“En 2022, il n’y aura que de l’économie, et là, on verra qui marche avec nous et qui met les bâtons dans les roues.” À bientôt deux ans depuis son arrivée aux affaires à la tête du pays, Abdelmadjid Tebboune fait état de nouveau de l’existence de “blocages” qui, selon lui, entravent la relance de l’économie. Des blocages qualifiés d’“inacceptables” et de “crimes contre l’économie nationale”. Comme souvent et tout comme d’autres responsables à plusieurs échelons et dans divers secteurs confits à la culture du système, Abdelmadjid Tebboune ne se montre pas très disert. Il ne fournit, en effet, ni l’identité des auteurs de ces blocages ni les sphères exactes dans lesquelles ils opèrent. On apprendra seulement que les entraves sont d’ordre bureaucratique, une tare au demeurant structurelle, lorsqu’elles ne sont pas liées à des faits de corruption. Et comme souvent, il croit déceler derrière ces blocages des “arrières pensées politiciennes”. Mais ce n’est pas la première fois que Tebboune fait état d’actes de sabotage, aux contours de complot, qui entravent son action.

**DONNÉES FOURNIES:**
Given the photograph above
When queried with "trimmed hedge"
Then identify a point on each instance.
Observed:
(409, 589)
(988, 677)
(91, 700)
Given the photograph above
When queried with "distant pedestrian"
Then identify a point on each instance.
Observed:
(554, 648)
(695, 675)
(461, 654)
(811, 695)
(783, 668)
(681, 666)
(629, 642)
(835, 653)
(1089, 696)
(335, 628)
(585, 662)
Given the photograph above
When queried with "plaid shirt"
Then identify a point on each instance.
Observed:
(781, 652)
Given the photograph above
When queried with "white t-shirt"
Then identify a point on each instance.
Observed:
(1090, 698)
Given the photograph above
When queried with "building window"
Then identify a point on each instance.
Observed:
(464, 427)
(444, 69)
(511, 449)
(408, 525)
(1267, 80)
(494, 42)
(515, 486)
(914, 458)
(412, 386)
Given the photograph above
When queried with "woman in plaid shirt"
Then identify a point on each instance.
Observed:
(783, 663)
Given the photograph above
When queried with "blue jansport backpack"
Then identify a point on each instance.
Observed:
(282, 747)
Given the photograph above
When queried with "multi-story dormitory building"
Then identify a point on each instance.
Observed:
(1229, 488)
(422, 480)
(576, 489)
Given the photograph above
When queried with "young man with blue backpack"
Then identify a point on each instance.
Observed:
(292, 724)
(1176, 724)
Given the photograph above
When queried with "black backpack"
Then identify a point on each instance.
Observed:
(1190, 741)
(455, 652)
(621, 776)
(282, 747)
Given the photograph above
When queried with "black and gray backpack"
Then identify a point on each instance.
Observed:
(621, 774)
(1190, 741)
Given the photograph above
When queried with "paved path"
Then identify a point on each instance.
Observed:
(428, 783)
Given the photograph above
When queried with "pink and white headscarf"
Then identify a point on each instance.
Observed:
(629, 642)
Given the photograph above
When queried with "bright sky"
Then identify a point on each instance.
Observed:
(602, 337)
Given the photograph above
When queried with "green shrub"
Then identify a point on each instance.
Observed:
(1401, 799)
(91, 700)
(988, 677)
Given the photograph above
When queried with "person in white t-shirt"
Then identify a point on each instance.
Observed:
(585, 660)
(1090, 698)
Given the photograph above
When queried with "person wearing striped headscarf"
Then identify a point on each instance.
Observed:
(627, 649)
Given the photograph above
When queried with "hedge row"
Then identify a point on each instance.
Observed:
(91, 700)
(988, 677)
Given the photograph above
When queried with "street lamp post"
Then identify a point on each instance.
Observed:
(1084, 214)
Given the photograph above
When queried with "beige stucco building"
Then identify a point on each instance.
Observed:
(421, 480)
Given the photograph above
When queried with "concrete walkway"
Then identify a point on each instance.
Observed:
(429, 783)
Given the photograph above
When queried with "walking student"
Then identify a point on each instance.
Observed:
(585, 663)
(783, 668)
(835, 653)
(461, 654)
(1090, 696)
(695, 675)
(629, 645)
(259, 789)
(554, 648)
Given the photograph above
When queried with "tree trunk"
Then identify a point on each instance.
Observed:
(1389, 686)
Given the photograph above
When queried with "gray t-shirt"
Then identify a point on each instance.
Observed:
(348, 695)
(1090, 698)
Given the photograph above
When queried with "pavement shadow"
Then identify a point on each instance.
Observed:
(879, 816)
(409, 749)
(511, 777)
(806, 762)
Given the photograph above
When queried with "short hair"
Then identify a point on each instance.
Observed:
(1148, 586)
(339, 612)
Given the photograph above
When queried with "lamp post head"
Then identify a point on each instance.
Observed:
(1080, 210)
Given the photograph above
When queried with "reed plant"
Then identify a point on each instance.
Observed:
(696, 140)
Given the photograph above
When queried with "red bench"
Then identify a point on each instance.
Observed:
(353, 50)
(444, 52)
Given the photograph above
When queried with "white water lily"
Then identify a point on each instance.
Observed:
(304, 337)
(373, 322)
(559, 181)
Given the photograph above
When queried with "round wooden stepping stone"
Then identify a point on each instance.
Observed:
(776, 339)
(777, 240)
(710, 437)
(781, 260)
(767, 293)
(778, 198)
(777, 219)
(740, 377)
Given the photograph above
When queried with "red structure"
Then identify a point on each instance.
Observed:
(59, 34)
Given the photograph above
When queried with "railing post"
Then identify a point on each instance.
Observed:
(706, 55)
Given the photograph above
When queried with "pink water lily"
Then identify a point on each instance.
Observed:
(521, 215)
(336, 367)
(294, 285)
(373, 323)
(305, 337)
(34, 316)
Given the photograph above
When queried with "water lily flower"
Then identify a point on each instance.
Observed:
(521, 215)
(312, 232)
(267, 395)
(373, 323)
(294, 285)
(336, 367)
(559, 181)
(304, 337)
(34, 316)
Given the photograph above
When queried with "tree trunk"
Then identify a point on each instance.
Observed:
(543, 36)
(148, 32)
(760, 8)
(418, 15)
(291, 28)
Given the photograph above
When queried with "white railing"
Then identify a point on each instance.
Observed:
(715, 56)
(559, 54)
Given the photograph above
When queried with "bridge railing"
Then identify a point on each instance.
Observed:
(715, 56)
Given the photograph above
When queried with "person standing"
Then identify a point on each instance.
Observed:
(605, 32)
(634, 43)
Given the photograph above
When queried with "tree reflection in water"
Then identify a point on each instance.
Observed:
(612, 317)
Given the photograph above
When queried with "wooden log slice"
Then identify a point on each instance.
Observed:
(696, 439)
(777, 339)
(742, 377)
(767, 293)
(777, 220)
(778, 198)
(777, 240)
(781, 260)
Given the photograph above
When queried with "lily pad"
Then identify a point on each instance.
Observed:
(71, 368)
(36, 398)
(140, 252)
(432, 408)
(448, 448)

**OBJECTIF 1:** Dénombrez les lignes de la liste qui contiennent la chaîne « wooden », en tenant compte de la casse, puis donnez uniquement ce nombre.
**OBJECTIF 2:** Prolongez le texte sur les blocages de l'économie dénoncés par Abdelmadjid Tebboune, à la suite de sa dernière phrase.

**RÉSULTAT OBTENU 1:** 2

**RÉSULTAT OBTENU 2:**
En août 2020, Abdelaziz Djerrad avait été instruit par la Présidence pour ouvrir une enquête sur la crise des liquidités, les incendies de forêt et la pénurie d’eau survenus à la veille de l’Aïd el-Adha. On ignore à ce jour ce qu’il est advenu de cette enquête. Quelques jours plus tard, le même Abdelaziz Djerad révèle devant les walis que plus de deux tiers des orientations du chef de l’État n’étaient pas exécutées sur le terrain. Cette remontrance présidentielle, qui intervient, faut-il sans doute le relever, quelques jours après l’annonce d'une “inspection générale”, afin de “contrôler l'activité des responsables”, appelle, cependant, quelques interrogations. S’agit-il pour le Président de se défausser sur des forces occultes pour justifier quelque lenteur dans l’exécution de son programme ? Faut-il y voir la persistance de forces parasitaires aux intérêts claniques et de lobbies attachés au statu quo et réfractaires à toute réforme ?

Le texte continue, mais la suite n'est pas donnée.